TEXT BLOCK -

####################

Noticed So Cynical asked a question to Future back in August 2017 and never received a response.
I have no conflict of interest but as a member of ASF since 2007, would like to know from members who want to raise voice using this forum also have a duty to respond to Member's query.
Future play (please do not mind) if you have posted a lengthy appeal then please do not feel shy to respond of an one liner . This will also demonstrate genuineness and that some one is not using proxy against Adani. I have nothing against or for Adani or Downer but want to see this forum is clean. I am not batting for SC either even if I have a lot of respect on him and his unbiased postings.
Cheers


----------



## greggles (17 August 2018)

Downer EDI at 8 year highs this morning following yesterday's release of its FY18 financial results and Annual Report.

While annual net profit dropped 61% to $71.4 million from $181.5 million in the previous corresponding period, total revenue for the Group increased by $4.8 billion to $12.6 billion, up 61.5%. 

DOW declared a 50% franked final dividend of 14c per share.

It is currently trading at $7.835, up 4.33% from yesterday's close.


----------



## Trav. (28 December 2018)

I like the look of the Downer chart and BO possibility in the new year @ $6.70.  i know that they are won several contracts recently with BHP and looking at their announcements they have also won a $420M Parramatta Light Rail Contract


----------



## Trav. (24 February 2019)

Well good to see Downer doing well. Lucky I didn't buy as then they would have been in trouble. 

6 Feb = closed @ $7.56 and just gone ex Div on the 20 Feb now @ $7.21.

Can it break the $8 mark this year ? Last time was 2009


----------



## Smurf1976 (6 March 2019)

####################

INFORMATION PROVIDED -
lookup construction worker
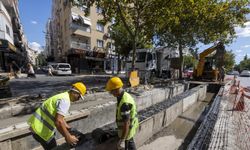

####################

Write out the forum thread on Downer EDI word for word, from "Future play (please" up to and including "billion, up 61.5%.".

Future play (please do not mind) if you have posted a lengthy appeal then please do not feel shy to respond of an one liner . This will also demonstrate genuineness and that some one is not using proxy against Adani. I have nothing against or for Adani or Downer but want to see this forum is clean. I am not batting for SC either even if I have a lot of respect on him and his unbiased postings.
Cheers


----------



## greggles (17 August 2018)

Downer EDI at 8 year highs this morning following yesterday's release of its FY18 financial results and Annual Report.

While annual net profit dropped 61% to $71.4 million from $181.5 million in the previous corresponding period, total revenue for the Group increased by $4.8 billion to $12.6 billion, up 61.5%.